─── DOCUMENT PASSAGE ───

Indian lunch lessons for Australia's corporates
Lunch times in Mumbai would make a perfect case study of frugal innovation. An army of lunch box dabbawalas ride around the city, supplying hundreds of thousands of hungry workers with hot home-made lunches. They get around balancing up to 40 metal lunch pails on their heads, or pushing fully laden hand carts, or on bicycles. Every morning, the lunches are picked up from homes and taken to railway stations. They are then transported by train to a point where the dabbawalahs load them up.
Sorting is done mostly by a system of colour coding handles and box covers. Backed by India's inexpensive railway network, it's cheap to run. There's even a text message ordering service for dabba customers. It's a system that has been operating in Mumbai since the time Mahatma Gandhi was a law student. Now you'd say in a city of 23 million, the population of Australia, the chances of you getting a chicken biryani instead of the palak paneer would be pretty high. That never happens.
Forbes magazine has given the system a six sigma rating, which means it has an efficiency rate of close to 99.9 per cent, something that would make the system the envy of any service delivery company. As a result, it has attracted the attention of management consultancies and business schools from around the world. It's an extraordinary achievement for a place that has appalling infrastructure – there are regular blackouts and a 45 kilometre car trip in Mumbai can take an hour and a half – and massive service gaps.
Less is more. In an age of environmental constraints of climate, energy and water on production and developed economies stuck in austerity, frugal innovation might soon be picked up by companies here. Certainly major outfits like Nissan, GE and Siemens are now embracing this new management model from the sub-continent. But the tantalising question is whether it works only in India. What about other parts of the world where labour costs are higher and where companies have invested heavily in expensive technology?
Certainly India is leading the world in this area, producing low-cost consumer products with all the frills stripped out.

───

## ACTION ITEM
Continue the article about Mumbai's lunch delivery system and frugal innovation from the point where it stops. You won't need the material that follows this article to do the work.

─── DATA EXTRACT ───

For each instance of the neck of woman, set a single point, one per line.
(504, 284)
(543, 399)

───

## WRITTEN RESPONSE
The Tata Nano, the world's cheapest car, is a case in point. It sells for about $2000. The Nano is built in the western Indian state of Gujarat. Tata will only work with suppliers in Gujarat, keeping transport costs low. The car has no air conditioning, the body work is plastic, the windows wind down by hand and there's no power steering, air bag or passenger side mirror. You don't drive it outside the city and it is best suited for runs of about five to 10 kilometres. The car's main market: office workers from India's lower middle class.
General Electric, which runs high-tech centres in Hyderabad and Bangalore has introduced an electrocardiogram in a backpack and a computer-based ultrasound machine called Vscan. They sell for $1000 and $15,000 respectively. This means equipment, which could once only be utilised in hospitals, is now available for doctors in rural areas.
Western companies have now started exploring frugal innovation. Carlos Ghosn, chairman and chief executive of the Renault-Nissan Alliance, calls it "frugal engineering” and has urged his engineers to study the way the Indians do it cost-effectively and quickly under severe resource constraints. As a result, Nissan is now a leading producer of electric and low-cost vehicles. Another example is Siemens which has developed a foetal heart monitor. Traditionally such monitoring was performed with ultrasound technology but the Siemens device uses microphones, making examination cheaper and easier to perform even without specialised training.
On the other hand, the concept of frugal innovation is distinctly Indian. The book by Navi Radjou, Jaideep Prabhu and Simone Ahuja, Jugaad Innovation, looks at what lessons companies can learn from India. Jugaad is a Hindi word meaning an innovative and creative fix or work-around. Walk around the streets of India and you'll see it everywhere: scaffolding on buildings made from bamboo, aluminium clothes hangers turned into television antennas, motorcycle engines fitted in cycle rickshaws, turning them into low-cost taxis.
India is perfect for frugal innovation because it has a growing aspirational middle class and consumers that are price sensitive. Also, there are big gaps in service provision.
Western companies embracing it would have to adopt a completely different management model, one that requires them to make products that are good enough but not necessarily perfect or built to last. There is also the question of whether they can do the same with higher labour costs. On the other hand, it's not the labour costs that are the main issue: frugal innovation practitioners are more nimble, flexible and ambitious than big companies.
And what if the products don't meet safety or quality standards? For example, the Aakash, the cheap tablet championed by the Indian government as a means of ending the digital divide where one in every 10 of its 1.2 billion people use the internet, cost just $35. But it was an abysmal failure because of problems such as its tendency to overheat and have its screen freeze up.
So why can we expect more companies to consider jugaad systems? Think of the lacklustre growth in the West, real constraints on production created by climate, energy and water issues, high demand for frugal products in the world's fastest growing markets, new technology platforms reducing the cost of innovation and a rapidly ageing population requiring new approaches to medical care. But to make that change, companies will have to become a lot quicker and their innovation systems will have to be more open.
At the same time, globalisation will enable western entrepreneurs to explore innovation in emerging markets and learn how to adapt those models.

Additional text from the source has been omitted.